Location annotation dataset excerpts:
+++++

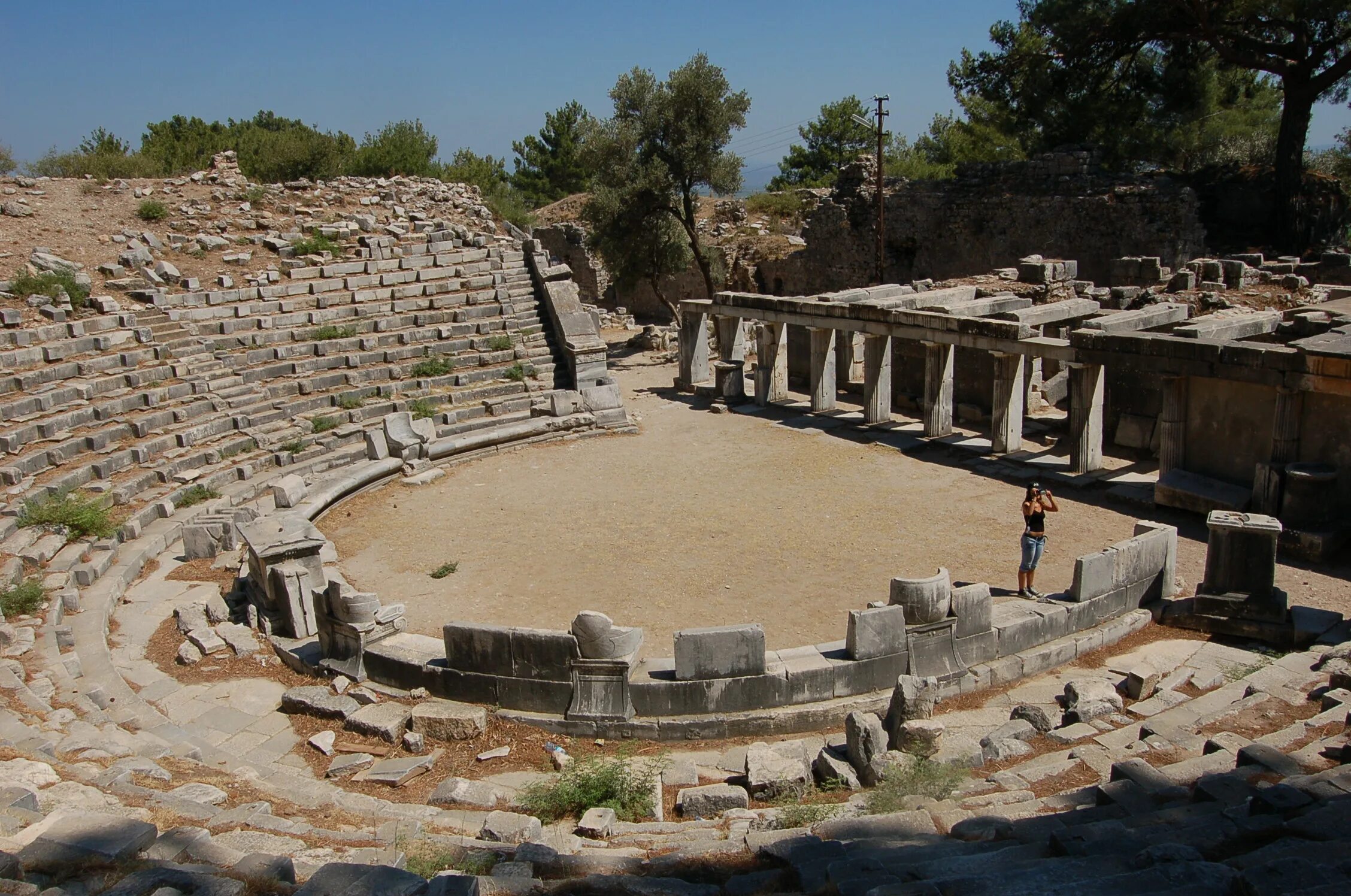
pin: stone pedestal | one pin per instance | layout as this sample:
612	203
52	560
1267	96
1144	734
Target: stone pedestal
938	388
823	370
730	382
1085	418
600	691
877	379
1173	425
772	364
1007	415
693	350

+++++

**WORK TO DO**. Convert each line of the material into a JSON list of strings, one string per line, skipping blank lines. Leave the pictures out of the answer.

**PROBLEM SOLUTION**.
[
  "pin: stone pedestal | one pin per instance | layout as this sample:",
  "612\t203",
  "52\t560",
  "1267\t96",
  "1144\t734",
  "Target: stone pedestal",
  "938\t388",
  "823\t370",
  "730\t382",
  "1085\t418",
  "600\t691",
  "877\t379",
  "1173\t425",
  "772\t364",
  "1007\t415",
  "693\t350"
]